Records from a data collection:
________________________________________
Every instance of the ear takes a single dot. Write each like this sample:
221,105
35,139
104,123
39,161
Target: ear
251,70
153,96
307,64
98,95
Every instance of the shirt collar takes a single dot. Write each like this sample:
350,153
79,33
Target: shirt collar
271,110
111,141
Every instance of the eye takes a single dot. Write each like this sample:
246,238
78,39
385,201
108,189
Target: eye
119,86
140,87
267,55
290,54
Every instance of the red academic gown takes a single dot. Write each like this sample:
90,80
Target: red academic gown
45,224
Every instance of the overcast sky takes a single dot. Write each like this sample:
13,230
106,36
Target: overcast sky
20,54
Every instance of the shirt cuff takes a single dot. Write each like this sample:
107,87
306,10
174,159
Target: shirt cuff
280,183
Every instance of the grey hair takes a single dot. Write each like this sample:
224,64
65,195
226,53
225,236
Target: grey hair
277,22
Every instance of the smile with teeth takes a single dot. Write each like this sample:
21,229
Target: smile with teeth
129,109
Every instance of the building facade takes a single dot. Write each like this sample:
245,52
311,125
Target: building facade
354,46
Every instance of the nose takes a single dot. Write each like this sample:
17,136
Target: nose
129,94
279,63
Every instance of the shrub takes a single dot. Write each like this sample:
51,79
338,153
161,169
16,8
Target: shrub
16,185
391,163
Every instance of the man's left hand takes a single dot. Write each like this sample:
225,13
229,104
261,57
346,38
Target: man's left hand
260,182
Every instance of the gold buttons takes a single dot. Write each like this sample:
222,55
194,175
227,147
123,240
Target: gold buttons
________________________________________
[EXERCISE DETAILS]:
Output the records in full. Match them exactly.

[RESULT BELOW]:
Every instance of the ear takes a single dot. Write each like this sample:
221,105
35,139
104,123
39,161
Target: ear
251,70
153,96
307,64
98,95
Every instance of the shirt collar takes a single dot. Write each like this sample:
350,153
79,33
Target: shirt collar
271,110
111,141
Every instance of the eye takes a single dot. Write each like this sample:
246,238
78,39
385,201
108,189
Target: eye
119,86
140,87
267,55
290,54
Every instance of the red academic gown takes a single dot. Write each like this sample:
90,80
Target: red academic gown
45,224
Every instance of the overcast sky takes a single dot. Write each like this sample:
13,230
106,36
Target: overcast sky
20,54
Every instance of the shirt cuff takes a single dot. Write each like this sample:
107,87
306,10
174,159
Target: shirt cuff
280,183
Every instance of the grey hair takes a single dot. Write each like this sample:
224,64
65,195
226,53
225,236
Target: grey hair
277,22
Every instance of the smile with teeth takes a single dot. Write each like this sample:
21,229
Target: smile with teeth
129,109
Every instance of the building facade takes a single dot. Write each like this sample:
245,52
311,125
Target: building facade
354,46
Every instance of the nose takes a single dot. Write each like this sample:
17,136
Target: nose
129,94
279,63
Every instance of the shrub takes a single dot. Write each like this sample:
51,79
338,153
161,169
16,8
Target: shrub
16,185
391,163
Every instance of the man's left hand takes a single dot. Write each like this sample:
225,13
229,104
261,57
346,38
Target: man's left hand
260,182
Every instance of the gold buttons takes a single dot. Write each like this sample:
222,55
194,175
227,147
123,240
Target: gold buttons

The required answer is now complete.